▸ REQUIRED ACTION
The records that follow should be copied in full, exactly as they read.

▸ EXCERPTED DATA
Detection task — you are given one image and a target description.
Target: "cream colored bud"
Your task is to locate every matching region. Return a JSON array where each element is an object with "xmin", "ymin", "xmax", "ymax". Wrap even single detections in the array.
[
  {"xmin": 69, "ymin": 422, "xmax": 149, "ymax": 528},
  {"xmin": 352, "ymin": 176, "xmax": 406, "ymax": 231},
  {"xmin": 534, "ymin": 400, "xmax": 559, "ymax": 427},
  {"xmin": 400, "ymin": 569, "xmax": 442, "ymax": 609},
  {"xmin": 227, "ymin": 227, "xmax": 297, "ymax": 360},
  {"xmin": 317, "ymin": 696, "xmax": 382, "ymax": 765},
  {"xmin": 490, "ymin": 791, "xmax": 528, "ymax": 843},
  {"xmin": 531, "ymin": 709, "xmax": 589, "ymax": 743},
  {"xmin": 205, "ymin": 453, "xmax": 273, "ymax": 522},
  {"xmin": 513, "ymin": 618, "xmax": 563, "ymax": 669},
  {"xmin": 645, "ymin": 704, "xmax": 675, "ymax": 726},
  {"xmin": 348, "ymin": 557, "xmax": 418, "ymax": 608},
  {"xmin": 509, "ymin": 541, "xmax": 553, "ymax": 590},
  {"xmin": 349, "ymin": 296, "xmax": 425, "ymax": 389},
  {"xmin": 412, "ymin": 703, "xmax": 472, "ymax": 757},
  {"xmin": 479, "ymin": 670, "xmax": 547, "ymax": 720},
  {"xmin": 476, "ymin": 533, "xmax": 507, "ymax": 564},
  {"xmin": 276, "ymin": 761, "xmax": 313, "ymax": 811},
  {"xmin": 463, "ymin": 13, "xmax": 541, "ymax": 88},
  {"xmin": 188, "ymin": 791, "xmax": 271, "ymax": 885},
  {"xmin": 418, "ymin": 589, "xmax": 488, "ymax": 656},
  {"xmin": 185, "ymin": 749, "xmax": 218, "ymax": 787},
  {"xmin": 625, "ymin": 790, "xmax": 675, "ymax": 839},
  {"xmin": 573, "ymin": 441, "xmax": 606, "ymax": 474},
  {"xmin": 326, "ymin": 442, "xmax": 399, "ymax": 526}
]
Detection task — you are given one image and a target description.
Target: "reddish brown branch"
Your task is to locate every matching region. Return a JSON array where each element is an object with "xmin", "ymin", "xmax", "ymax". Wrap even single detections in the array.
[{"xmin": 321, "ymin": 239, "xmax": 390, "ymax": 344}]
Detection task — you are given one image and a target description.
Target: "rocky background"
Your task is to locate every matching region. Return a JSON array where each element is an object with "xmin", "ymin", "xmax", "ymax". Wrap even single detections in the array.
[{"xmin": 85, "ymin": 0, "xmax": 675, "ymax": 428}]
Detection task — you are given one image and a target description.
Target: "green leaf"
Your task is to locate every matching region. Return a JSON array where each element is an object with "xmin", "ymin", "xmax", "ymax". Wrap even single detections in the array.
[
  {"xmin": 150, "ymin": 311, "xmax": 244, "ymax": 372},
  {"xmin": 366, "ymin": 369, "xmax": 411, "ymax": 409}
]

▸ TASK OUTPUT
Detection task — you are given one image and a target description.
Target: "cream colored bud"
Your task is to locate every matching region. Return a JSON array where each element is an object with "xmin", "ymin", "xmax", "ymax". Wrap even single detections in the array.
[
  {"xmin": 69, "ymin": 422, "xmax": 149, "ymax": 528},
  {"xmin": 352, "ymin": 176, "xmax": 406, "ymax": 231},
  {"xmin": 534, "ymin": 400, "xmax": 559, "ymax": 427},
  {"xmin": 400, "ymin": 569, "xmax": 442, "ymax": 609},
  {"xmin": 227, "ymin": 227, "xmax": 297, "ymax": 360},
  {"xmin": 317, "ymin": 696, "xmax": 382, "ymax": 765},
  {"xmin": 490, "ymin": 791, "xmax": 528, "ymax": 843},
  {"xmin": 531, "ymin": 709, "xmax": 589, "ymax": 743},
  {"xmin": 205, "ymin": 453, "xmax": 273, "ymax": 522},
  {"xmin": 513, "ymin": 618, "xmax": 563, "ymax": 669},
  {"xmin": 645, "ymin": 704, "xmax": 675, "ymax": 726},
  {"xmin": 348, "ymin": 557, "xmax": 418, "ymax": 608},
  {"xmin": 509, "ymin": 541, "xmax": 553, "ymax": 590},
  {"xmin": 349, "ymin": 296, "xmax": 425, "ymax": 389},
  {"xmin": 412, "ymin": 703, "xmax": 472, "ymax": 757},
  {"xmin": 479, "ymin": 670, "xmax": 547, "ymax": 720},
  {"xmin": 476, "ymin": 533, "xmax": 507, "ymax": 564},
  {"xmin": 276, "ymin": 761, "xmax": 313, "ymax": 811},
  {"xmin": 463, "ymin": 13, "xmax": 541, "ymax": 88},
  {"xmin": 188, "ymin": 791, "xmax": 271, "ymax": 885},
  {"xmin": 418, "ymin": 589, "xmax": 488, "ymax": 656},
  {"xmin": 185, "ymin": 749, "xmax": 218, "ymax": 787},
  {"xmin": 625, "ymin": 790, "xmax": 675, "ymax": 839},
  {"xmin": 573, "ymin": 441, "xmax": 606, "ymax": 474},
  {"xmin": 326, "ymin": 442, "xmax": 399, "ymax": 526}
]
Detection task — you are given one image and a target description.
Target: "reddish brown branch"
Your task is to locate every matching region. Return a JSON array where each element is an object with "xmin", "ymin", "xmax", "ymax". Wrap even single detections in the array.
[{"xmin": 321, "ymin": 239, "xmax": 390, "ymax": 344}]
Detection task — you are given one image and a target description.
Target: "rocky background"
Your task is to locate every matching region. Return a JSON array where each element is an object with "xmin", "ymin", "xmax", "ymax". Wrap even single detections in the array.
[{"xmin": 85, "ymin": 0, "xmax": 675, "ymax": 428}]
Detection task — you are given one image and a target description.
Target: "green leaf"
Your task is to locate every matching region. Return a JSON array where each element is an object with "xmin", "ymin", "xmax", "ymax". Wrap even single detections in the array.
[
  {"xmin": 150, "ymin": 311, "xmax": 244, "ymax": 372},
  {"xmin": 366, "ymin": 369, "xmax": 411, "ymax": 409}
]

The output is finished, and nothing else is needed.